━━━━━ DATA SHOWN

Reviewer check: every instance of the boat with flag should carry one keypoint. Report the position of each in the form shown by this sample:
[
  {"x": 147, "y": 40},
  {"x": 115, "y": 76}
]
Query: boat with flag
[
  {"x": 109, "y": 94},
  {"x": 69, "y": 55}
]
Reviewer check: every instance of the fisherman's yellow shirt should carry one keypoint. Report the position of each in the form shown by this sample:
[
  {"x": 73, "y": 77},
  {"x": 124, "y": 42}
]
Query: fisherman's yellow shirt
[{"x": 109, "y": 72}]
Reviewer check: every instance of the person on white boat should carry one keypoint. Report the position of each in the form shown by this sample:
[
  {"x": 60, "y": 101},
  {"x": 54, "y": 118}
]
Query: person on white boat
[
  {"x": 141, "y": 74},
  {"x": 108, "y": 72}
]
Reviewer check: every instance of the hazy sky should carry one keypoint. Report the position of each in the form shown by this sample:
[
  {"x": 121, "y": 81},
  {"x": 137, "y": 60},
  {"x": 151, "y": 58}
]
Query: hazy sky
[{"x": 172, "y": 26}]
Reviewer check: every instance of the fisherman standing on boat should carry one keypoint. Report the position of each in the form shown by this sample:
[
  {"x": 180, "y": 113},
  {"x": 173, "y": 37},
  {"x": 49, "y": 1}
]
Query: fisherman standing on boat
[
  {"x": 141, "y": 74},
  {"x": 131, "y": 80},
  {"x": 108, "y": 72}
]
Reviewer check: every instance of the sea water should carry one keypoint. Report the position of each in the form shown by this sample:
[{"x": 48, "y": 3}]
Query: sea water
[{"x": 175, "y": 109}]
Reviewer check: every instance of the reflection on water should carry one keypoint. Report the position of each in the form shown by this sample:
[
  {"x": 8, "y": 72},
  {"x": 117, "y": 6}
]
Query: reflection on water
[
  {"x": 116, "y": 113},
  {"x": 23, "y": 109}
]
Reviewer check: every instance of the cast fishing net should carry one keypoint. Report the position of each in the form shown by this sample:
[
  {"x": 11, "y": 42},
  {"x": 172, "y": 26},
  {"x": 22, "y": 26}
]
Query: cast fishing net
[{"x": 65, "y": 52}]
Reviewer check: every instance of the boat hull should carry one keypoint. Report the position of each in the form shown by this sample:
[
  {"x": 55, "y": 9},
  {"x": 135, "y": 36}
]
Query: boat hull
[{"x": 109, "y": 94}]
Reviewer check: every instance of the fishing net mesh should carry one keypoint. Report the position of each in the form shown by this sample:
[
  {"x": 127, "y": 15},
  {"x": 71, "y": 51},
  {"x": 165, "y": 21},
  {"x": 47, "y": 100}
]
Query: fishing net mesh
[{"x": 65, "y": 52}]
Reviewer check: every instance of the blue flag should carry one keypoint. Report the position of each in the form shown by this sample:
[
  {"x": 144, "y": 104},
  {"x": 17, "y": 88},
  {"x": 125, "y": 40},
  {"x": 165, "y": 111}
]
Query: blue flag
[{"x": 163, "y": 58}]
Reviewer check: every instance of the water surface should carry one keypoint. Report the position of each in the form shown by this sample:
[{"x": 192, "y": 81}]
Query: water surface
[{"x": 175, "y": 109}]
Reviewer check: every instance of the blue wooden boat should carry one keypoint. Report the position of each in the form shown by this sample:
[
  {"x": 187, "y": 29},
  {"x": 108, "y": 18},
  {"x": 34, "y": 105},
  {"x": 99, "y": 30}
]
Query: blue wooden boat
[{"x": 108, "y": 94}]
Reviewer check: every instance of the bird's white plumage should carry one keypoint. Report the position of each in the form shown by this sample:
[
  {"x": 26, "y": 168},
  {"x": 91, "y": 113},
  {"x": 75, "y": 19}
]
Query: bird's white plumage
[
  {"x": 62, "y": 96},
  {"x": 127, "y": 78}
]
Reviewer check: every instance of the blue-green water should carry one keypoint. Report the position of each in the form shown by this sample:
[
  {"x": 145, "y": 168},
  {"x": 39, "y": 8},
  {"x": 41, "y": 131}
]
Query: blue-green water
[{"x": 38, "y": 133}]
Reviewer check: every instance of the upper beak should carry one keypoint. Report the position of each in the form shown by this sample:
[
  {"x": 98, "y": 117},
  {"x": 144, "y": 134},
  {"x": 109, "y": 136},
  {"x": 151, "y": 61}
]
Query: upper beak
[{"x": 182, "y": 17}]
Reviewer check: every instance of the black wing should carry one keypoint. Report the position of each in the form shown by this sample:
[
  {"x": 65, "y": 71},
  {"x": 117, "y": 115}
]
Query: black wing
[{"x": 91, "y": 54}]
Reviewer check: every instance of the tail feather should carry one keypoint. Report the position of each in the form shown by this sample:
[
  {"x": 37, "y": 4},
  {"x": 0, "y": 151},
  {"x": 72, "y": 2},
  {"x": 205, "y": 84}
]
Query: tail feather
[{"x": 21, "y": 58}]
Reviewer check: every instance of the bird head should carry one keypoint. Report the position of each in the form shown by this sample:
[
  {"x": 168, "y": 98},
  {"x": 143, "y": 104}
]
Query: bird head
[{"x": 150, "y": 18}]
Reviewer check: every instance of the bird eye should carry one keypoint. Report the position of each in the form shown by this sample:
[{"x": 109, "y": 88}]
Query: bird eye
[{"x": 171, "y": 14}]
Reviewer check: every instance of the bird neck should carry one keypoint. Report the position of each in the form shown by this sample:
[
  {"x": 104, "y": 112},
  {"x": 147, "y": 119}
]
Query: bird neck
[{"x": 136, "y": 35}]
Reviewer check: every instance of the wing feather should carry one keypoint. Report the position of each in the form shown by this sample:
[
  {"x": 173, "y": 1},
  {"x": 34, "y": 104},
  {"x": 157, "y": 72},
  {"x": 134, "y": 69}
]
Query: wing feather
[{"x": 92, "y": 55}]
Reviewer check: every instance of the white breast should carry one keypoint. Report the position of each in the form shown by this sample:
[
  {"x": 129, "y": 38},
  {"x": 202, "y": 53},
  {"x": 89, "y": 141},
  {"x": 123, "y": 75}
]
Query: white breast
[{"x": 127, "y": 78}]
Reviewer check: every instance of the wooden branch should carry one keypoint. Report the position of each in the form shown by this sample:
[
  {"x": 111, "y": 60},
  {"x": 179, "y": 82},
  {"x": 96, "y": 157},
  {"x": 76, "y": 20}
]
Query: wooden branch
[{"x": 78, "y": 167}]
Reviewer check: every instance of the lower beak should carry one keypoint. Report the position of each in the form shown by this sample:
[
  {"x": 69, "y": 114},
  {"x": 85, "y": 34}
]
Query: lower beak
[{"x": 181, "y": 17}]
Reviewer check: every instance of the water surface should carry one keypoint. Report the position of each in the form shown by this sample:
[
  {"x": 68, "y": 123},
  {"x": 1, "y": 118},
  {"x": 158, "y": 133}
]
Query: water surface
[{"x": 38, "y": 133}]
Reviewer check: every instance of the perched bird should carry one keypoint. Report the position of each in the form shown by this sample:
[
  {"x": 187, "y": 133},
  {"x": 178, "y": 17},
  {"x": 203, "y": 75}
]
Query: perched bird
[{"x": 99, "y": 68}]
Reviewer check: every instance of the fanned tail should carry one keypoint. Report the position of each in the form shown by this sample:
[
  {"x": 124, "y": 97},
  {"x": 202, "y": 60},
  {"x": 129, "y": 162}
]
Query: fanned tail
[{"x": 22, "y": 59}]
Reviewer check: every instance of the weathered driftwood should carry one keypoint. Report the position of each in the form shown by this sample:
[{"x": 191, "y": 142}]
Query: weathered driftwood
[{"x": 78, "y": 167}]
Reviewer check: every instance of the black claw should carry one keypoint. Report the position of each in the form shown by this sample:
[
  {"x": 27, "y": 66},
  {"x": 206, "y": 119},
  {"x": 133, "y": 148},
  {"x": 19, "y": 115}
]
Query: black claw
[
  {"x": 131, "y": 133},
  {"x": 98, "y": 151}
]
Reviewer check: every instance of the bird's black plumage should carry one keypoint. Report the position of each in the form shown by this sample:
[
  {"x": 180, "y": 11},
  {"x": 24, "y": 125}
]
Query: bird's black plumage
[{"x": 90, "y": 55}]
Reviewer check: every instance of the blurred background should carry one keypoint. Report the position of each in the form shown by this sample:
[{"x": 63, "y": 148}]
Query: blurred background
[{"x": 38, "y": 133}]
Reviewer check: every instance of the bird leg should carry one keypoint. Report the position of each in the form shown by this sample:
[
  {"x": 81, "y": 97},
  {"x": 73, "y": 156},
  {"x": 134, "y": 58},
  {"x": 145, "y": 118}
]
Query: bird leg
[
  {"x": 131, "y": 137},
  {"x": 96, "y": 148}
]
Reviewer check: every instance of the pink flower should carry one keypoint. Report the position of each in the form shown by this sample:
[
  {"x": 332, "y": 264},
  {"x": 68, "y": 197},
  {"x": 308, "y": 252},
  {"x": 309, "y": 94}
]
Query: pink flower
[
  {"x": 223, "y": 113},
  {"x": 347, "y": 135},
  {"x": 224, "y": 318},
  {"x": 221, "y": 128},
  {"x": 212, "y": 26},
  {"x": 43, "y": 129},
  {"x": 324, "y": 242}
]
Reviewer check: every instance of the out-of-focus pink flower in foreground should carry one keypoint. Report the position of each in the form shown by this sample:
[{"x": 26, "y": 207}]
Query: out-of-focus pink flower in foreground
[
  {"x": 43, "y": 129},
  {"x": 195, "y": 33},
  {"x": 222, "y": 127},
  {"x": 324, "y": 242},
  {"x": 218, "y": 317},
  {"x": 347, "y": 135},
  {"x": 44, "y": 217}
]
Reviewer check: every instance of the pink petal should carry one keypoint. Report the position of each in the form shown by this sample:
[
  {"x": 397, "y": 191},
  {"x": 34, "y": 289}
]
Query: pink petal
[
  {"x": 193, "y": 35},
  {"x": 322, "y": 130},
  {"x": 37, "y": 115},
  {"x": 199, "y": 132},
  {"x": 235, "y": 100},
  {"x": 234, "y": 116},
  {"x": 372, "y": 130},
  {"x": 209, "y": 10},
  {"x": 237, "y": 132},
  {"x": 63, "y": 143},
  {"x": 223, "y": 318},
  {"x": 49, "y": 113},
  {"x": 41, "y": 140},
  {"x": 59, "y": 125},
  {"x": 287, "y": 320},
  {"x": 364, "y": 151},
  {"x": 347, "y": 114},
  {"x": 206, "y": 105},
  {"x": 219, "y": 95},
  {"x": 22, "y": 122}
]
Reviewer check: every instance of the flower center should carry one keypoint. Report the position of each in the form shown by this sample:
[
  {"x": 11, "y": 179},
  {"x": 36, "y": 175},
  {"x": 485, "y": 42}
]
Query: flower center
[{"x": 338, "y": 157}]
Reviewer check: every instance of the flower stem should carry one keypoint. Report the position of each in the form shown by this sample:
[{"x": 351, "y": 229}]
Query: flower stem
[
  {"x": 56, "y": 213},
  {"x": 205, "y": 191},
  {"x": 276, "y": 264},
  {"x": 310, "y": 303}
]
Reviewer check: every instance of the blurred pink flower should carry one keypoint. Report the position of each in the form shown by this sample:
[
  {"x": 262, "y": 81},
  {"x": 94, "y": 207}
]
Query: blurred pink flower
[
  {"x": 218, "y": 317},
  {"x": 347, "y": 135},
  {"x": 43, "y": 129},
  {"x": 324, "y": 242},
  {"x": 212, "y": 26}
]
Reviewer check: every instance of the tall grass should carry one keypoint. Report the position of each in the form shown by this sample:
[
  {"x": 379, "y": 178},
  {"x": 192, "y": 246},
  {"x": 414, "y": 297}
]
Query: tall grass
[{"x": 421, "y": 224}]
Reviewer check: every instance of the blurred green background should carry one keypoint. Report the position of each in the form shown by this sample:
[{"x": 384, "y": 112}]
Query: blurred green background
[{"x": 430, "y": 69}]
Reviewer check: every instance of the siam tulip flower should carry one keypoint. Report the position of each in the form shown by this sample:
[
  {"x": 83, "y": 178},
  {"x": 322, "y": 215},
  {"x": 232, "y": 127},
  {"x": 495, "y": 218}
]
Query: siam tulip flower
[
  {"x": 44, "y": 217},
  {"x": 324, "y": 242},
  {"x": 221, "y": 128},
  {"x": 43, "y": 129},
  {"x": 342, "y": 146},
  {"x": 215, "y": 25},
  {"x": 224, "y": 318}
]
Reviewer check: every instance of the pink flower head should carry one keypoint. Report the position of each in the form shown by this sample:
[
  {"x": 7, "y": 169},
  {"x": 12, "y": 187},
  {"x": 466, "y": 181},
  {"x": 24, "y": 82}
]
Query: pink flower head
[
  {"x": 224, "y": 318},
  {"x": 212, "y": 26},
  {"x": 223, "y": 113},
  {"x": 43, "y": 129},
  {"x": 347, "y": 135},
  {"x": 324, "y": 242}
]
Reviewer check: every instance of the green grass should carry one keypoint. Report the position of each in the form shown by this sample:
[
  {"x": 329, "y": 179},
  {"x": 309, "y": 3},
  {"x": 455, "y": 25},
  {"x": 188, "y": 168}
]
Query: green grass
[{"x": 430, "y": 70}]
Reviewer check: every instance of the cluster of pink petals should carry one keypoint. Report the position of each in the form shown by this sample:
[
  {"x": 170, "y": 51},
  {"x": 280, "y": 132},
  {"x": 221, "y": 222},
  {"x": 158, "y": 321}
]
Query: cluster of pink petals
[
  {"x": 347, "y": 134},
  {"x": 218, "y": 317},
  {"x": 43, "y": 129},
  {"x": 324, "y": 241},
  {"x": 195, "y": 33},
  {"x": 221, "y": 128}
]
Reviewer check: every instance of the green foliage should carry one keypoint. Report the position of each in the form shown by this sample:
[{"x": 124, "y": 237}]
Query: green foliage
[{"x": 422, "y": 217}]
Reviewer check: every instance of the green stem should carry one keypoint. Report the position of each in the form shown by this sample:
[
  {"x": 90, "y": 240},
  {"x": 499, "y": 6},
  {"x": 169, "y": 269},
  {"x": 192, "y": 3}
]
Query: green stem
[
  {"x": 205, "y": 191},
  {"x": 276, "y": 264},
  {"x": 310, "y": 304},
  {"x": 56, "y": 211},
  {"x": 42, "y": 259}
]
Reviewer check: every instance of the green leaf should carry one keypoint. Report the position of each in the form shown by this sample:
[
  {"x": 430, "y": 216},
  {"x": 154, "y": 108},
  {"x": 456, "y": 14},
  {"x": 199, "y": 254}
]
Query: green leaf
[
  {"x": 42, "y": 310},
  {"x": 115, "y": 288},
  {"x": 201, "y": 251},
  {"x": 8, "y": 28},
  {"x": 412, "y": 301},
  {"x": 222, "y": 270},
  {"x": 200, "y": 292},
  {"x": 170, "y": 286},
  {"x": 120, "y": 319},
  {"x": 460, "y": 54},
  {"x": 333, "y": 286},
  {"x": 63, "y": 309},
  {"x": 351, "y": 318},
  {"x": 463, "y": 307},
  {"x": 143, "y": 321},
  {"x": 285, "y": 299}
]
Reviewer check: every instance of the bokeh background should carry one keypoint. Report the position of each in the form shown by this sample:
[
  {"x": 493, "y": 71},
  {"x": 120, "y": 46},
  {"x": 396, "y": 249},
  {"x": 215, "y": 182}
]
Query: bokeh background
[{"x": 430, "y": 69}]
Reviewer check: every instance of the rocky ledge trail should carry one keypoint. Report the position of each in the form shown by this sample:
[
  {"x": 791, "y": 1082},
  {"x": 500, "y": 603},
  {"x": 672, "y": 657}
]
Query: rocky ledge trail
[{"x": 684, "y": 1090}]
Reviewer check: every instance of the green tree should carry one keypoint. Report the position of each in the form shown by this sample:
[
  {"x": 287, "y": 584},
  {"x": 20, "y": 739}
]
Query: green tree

━━━━━━━━━━

Copy out the lines starting at the one containing "Reviewer check: every instance of the rocky" and ending with the last line of the entries. Include nothing else.

Reviewer check: every instance of the rocky ledge trail should carry one keypoint. Report the position of each in the form shown by this sample:
[
  {"x": 791, "y": 1082},
  {"x": 500, "y": 603},
  {"x": 672, "y": 657}
]
Query: rocky ledge trail
[{"x": 684, "y": 1090}]
Reviewer check: every instance of the green tree should carry one keypoint. Report the position of each in the form shown by this sample:
[
  {"x": 287, "y": 584},
  {"x": 20, "y": 739}
]
Query: green tree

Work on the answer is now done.